◆ **SET TASK**:
Begin with the line that contains "In this exercise you will mark the street" and transcribe each line after it, up to and including the last line of the listing below.

______________________________

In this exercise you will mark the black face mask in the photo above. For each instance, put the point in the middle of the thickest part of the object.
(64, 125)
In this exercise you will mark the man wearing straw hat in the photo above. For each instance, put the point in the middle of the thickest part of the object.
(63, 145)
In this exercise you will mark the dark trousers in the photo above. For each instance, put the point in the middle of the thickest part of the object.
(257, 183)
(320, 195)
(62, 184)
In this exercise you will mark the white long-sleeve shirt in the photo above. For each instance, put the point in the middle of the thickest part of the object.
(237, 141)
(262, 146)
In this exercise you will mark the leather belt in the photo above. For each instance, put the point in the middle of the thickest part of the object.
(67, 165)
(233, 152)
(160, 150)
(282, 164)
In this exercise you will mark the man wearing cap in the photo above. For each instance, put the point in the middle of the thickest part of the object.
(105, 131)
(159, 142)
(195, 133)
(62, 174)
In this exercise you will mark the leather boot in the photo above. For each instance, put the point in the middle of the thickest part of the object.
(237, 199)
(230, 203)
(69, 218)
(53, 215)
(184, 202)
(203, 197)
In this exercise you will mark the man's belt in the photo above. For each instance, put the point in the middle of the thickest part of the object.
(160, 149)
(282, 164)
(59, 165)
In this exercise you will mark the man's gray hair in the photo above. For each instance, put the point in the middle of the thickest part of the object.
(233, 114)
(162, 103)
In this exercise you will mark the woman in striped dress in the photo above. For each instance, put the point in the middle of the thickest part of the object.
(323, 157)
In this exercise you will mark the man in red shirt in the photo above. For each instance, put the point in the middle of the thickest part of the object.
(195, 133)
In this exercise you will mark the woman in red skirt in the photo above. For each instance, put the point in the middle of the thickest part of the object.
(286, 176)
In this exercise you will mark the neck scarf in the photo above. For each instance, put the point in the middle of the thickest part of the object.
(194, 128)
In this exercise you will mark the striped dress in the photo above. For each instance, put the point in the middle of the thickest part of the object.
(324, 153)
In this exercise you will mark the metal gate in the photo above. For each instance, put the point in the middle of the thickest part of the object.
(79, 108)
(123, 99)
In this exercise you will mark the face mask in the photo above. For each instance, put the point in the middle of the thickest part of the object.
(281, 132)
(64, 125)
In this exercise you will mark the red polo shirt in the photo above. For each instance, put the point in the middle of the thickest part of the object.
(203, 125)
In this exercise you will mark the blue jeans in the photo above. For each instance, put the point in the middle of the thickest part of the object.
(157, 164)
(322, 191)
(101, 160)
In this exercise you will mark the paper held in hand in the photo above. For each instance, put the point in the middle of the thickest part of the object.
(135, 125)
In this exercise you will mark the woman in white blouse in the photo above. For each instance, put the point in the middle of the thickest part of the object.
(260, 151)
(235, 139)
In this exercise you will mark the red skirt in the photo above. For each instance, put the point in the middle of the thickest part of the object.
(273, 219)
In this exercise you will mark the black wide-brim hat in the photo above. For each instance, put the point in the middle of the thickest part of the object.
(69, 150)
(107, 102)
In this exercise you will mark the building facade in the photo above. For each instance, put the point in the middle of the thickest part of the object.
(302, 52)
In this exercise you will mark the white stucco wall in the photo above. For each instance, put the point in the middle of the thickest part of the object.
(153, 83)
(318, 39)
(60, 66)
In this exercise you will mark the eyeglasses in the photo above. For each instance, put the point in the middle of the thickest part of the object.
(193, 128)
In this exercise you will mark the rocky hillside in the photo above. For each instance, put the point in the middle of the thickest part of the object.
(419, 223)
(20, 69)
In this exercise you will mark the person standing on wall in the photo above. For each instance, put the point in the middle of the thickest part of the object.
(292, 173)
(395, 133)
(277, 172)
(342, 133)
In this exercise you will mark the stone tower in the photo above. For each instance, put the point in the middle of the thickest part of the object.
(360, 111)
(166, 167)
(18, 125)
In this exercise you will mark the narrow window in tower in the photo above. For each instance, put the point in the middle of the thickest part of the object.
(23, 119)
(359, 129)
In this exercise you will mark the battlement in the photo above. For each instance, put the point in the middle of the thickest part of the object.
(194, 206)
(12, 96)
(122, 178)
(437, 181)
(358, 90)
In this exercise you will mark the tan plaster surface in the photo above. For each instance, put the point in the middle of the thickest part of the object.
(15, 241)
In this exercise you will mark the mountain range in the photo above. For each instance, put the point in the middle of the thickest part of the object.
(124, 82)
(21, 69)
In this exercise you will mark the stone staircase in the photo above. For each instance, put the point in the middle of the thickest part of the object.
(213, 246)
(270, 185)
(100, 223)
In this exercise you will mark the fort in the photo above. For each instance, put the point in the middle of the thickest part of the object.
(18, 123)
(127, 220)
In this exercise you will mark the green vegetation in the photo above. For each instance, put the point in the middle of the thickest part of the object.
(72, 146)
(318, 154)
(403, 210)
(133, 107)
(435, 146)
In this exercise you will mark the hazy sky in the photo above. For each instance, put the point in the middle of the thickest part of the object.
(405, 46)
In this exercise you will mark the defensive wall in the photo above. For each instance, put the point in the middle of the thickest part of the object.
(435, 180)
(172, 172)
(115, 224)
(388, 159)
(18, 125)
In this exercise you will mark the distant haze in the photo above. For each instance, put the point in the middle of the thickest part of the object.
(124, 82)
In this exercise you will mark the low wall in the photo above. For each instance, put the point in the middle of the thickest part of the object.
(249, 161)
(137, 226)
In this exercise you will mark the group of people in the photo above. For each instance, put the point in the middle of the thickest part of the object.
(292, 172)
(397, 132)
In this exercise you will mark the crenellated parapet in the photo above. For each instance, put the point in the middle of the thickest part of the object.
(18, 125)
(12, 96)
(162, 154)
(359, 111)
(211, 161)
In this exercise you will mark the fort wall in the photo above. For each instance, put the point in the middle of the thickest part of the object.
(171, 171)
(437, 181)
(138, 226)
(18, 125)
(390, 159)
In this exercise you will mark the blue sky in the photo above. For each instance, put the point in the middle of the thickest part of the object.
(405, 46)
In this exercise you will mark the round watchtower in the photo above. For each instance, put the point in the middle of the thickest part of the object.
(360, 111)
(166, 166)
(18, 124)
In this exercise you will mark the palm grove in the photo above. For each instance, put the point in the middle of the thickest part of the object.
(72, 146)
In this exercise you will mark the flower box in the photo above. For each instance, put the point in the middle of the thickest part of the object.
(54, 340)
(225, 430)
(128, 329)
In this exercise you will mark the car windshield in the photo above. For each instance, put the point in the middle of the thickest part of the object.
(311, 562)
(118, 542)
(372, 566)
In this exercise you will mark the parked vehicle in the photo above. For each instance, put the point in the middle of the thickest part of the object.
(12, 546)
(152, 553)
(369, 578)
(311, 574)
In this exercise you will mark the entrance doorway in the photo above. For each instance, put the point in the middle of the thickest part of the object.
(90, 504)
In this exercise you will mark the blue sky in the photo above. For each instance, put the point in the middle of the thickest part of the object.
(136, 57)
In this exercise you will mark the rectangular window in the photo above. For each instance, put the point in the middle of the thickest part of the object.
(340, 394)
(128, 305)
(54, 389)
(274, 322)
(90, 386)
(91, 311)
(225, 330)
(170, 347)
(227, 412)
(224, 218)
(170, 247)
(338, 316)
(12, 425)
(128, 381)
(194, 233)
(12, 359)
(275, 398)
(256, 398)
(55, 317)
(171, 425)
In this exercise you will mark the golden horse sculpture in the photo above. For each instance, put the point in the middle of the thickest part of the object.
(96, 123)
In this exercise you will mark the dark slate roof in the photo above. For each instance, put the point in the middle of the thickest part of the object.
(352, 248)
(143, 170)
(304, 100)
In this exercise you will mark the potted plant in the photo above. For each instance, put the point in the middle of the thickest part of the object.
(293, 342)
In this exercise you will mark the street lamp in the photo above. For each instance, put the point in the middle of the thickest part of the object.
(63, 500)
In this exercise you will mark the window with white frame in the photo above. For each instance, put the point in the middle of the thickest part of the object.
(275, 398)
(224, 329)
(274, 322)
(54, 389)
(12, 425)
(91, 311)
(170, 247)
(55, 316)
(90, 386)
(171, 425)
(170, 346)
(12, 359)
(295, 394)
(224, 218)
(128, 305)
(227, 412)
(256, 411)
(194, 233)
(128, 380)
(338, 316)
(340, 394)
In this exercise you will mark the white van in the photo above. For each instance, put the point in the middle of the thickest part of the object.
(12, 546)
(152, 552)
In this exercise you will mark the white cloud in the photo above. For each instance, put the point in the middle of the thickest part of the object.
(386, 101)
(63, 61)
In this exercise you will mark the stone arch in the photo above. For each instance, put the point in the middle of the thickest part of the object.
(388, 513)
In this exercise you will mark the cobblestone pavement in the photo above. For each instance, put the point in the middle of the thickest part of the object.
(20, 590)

______________________________

◆ **RESULT OF THE EXERCISE**:
In this exercise you will mark the street lamp in the photo above. For each instance, put the point in the middle of the thickest part of the object.
(63, 500)
In this exercise you will mark the window with white frame in the photo above. For each instance, put the point in the middle of the thickest part of the object.
(275, 398)
(224, 329)
(274, 322)
(54, 389)
(12, 425)
(91, 311)
(170, 247)
(55, 316)
(90, 386)
(171, 425)
(170, 346)
(12, 359)
(295, 394)
(224, 218)
(128, 305)
(227, 412)
(256, 411)
(194, 233)
(128, 380)
(338, 316)
(340, 394)
In this exercise you will mark the white van in the photo above. For each instance, put the point in the middle of the thickest part of the object.
(12, 546)
(152, 552)
In this exercise you will mark the white cloud in the photo above. For each instance, put the point in the middle of the thickest part of the object.
(386, 101)
(63, 61)
In this exercise you will mark the stone arch in the photo above. For each instance, put the point in the middle of the thickest part of the object.
(388, 513)
In this exercise you will mark the cobblestone pavement in the photo above. For each instance, put the point in the middle of the thickest part of the object.
(20, 590)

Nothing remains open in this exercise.